### Consigne A
Repérez dans les enregistrements ci-dessous chaque ligne où figure le mot "running", puis recopiez toutes ces lignes.

### Extrait du document
Vers cette époque à peu près, un fait assez remarquable nous en est une nouvelle manifestation. Un soir, comme elle reposait dans la chambre de sa mère, étant encore éveillée, une apparition étrange la frappe : Debout, entourée de flammes, une ombre en forme humaine se dessine, enveloppée d'une sorte de voile noir, que sa main ramène sur son visage. La pauvre enfant regardait avec effroi, quand au même moment sou père fit un mouvement dans la chambre, se disposant à passer au lieu où se trouvait l'apparition. Celle-ci sembla se glisser à l'endroit resté libre, au pied du lit de la jeune fille, qui, de plus en plus saisie, demanda à ses parents s'ils ne voyaient rien. Sur leur réponse négative, elle se tut. A ce moment, découvrant son visage empreint d'une profonde tristesse et d'une indéfinissable douleur, l'apparition s'évanouit. C'était un prêtre qu'elle venait de reconnaître. Le lendemain elle confiait le tout à son confesseur, qui lui conseilla de faire beaucoup prier pour le repos de cette âme.

### Consigne B
Dans l'extrait sur l'apparition, quel conseil le confesseur donna-t-il à la jeune fille ?

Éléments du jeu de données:
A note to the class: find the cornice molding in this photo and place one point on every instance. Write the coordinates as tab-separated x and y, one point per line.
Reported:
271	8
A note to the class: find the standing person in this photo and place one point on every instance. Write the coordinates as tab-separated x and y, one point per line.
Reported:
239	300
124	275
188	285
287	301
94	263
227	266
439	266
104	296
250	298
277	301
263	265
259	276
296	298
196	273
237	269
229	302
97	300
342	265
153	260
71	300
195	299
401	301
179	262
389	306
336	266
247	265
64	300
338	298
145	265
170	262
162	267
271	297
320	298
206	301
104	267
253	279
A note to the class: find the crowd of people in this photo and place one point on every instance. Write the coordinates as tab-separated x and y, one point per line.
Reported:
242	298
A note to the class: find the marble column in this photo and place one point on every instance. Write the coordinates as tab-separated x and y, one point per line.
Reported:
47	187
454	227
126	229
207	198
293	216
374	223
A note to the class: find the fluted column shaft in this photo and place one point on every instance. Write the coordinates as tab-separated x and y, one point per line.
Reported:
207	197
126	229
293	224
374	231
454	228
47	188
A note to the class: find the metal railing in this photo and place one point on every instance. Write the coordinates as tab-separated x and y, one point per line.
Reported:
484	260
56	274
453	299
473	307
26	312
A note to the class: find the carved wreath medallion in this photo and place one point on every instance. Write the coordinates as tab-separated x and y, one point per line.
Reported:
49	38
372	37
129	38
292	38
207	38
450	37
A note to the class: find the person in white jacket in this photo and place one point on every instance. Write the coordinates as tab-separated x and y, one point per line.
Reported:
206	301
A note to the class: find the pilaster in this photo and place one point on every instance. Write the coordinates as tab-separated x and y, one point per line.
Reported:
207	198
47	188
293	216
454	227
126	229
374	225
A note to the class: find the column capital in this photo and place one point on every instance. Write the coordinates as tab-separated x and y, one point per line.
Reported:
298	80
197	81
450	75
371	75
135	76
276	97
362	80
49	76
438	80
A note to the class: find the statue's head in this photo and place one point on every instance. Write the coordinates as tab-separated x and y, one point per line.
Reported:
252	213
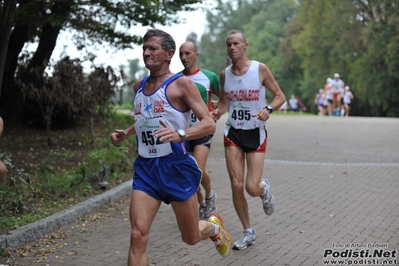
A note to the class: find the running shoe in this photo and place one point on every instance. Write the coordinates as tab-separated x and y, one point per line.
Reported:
268	199
211	205
245	241
223	239
202	213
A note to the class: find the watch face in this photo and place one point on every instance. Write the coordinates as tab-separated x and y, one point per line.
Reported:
181	132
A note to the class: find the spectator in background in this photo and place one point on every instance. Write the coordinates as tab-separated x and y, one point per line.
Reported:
293	102
3	168
319	100
329	96
348	97
284	107
301	105
337	86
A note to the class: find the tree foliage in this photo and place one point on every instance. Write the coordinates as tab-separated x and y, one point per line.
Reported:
358	39
92	22
304	42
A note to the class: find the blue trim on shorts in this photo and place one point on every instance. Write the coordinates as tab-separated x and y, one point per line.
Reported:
169	178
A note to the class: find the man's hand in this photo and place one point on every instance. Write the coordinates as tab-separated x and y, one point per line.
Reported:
166	134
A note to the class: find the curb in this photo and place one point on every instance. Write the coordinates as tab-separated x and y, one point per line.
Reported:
31	232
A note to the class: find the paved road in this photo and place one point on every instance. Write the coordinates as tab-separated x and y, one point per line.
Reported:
336	185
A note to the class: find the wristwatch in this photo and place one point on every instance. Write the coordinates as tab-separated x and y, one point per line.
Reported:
182	134
269	108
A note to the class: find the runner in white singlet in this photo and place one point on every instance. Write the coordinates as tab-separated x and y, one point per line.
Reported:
243	93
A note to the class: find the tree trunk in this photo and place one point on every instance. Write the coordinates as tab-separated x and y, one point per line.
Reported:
7	17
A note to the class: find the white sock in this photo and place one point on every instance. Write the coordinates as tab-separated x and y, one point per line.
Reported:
249	230
216	230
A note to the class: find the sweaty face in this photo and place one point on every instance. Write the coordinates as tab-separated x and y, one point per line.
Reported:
188	55
236	45
153	54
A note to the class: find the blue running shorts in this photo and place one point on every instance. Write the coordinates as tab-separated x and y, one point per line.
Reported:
168	178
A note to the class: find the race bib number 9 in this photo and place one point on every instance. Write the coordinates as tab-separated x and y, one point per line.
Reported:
149	145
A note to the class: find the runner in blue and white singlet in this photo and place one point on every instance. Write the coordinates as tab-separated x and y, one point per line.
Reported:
164	170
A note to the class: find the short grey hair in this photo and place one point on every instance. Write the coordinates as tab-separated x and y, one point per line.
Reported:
237	31
167	40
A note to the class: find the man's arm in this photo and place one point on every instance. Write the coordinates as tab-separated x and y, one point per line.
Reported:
120	135
267	80
221	107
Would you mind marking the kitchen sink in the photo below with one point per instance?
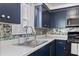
(32, 43)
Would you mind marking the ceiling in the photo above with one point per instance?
(53, 6)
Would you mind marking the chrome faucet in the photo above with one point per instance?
(33, 32)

### Réponse rédigée A
A note to the class: find the running shoe in this photo and place one point on every instance. Write the coordinates as tab-separated x and y, one point per line.
A note to the class: find the blue running shorts in this photo and place one point on every instance. Write the coordinates as tab-separated x and y, one point per line.

### Réponse rédigée B
Il lui conseilla de faire beaucoup prier pour le repos de cette âme.